/---

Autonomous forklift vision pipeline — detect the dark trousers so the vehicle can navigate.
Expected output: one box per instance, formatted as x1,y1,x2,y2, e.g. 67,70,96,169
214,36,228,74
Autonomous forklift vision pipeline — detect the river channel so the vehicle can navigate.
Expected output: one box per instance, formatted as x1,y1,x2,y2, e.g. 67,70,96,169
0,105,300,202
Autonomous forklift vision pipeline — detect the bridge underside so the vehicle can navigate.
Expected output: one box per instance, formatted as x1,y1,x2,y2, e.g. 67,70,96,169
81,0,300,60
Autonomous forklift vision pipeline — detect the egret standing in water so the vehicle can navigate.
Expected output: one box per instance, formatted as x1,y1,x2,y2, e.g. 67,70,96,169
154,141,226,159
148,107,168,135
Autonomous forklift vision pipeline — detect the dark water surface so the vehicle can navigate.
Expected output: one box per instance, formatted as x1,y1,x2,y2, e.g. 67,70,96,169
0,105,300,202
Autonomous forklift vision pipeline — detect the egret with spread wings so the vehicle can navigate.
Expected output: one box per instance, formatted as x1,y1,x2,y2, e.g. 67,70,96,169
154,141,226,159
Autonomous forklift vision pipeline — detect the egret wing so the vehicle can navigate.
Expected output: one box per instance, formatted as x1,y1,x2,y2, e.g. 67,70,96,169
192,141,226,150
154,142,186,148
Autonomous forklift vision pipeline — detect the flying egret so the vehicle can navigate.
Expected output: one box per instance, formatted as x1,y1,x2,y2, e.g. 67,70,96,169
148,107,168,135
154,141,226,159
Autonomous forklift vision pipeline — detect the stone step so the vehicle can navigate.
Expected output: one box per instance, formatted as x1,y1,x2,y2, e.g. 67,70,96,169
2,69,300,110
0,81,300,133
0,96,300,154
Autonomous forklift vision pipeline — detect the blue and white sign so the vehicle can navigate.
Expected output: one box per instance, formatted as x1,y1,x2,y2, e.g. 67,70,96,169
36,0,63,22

\---

> _GIVEN TASK_:
Repeat the lines above exactly.

> _OUTPUT BELOW_:
Autonomous forklift vision pipeline — detect the dark trousers so the vehicle can navigate.
Expected output: one box per instance, formatted as x1,y1,x2,y2, e.g. 67,70,96,169
214,36,228,74
Autonomous forklift vision pipeline — detect the river channel so the vehicle can navigate.
Expected output: one box per instance, formatted as x1,y1,x2,y2, e.g. 67,70,96,169
0,105,300,202
Autonomous forklift vision pipeline — detect the bridge underside so the vehicle can navigate.
Expected output: one box per instance, formatted as x1,y1,x2,y2, e.g. 67,70,96,169
81,0,300,60
Autonomous forklift vision pipeline — detect the egret standing in water so the vehicle can navigate.
Expected output: one box per instance, formatted as x1,y1,x2,y2, e.g. 67,70,96,169
154,141,226,159
148,107,168,135
Autonomous forklift vision pipeline — detect the dark water surface so the vehicle can navigate.
Expected output: one box per instance, formatted as x1,y1,x2,y2, e.g. 67,70,96,169
0,105,300,202
Autonomous forklift vision pipeline — detect the egret with spread wings so the vehicle can navigate.
Expected output: one box per instance, formatted as x1,y1,x2,y2, e.g. 67,70,96,169
154,141,226,159
Autonomous forklift vision pipeline — detect the egret wing so the vehicle can navigate.
Expected output: one box per instance, formatted as x1,y1,x2,y2, e.g. 67,70,96,169
192,141,226,150
154,142,186,148
Autonomous forklift vision pipeline — detect the flying egret so the vehicle can navigate.
Expected output: one box per instance, formatted as x1,y1,x2,y2, e.g. 67,70,96,169
148,107,168,135
154,141,226,159
Autonomous forklift vision pipeline — detect the stone step so the vehicle can navigate.
Expected output: one box per instance, formatted as x1,y1,x2,y2, e.g. 67,70,96,169
2,69,300,110
0,81,300,133
0,96,300,154
Autonomous forklift vision pipeline — detect the blue and white sign so the vehicle can navigate.
Expected output: one box per instance, formatted as x1,y1,x2,y2, e.g. 67,70,96,169
36,0,63,22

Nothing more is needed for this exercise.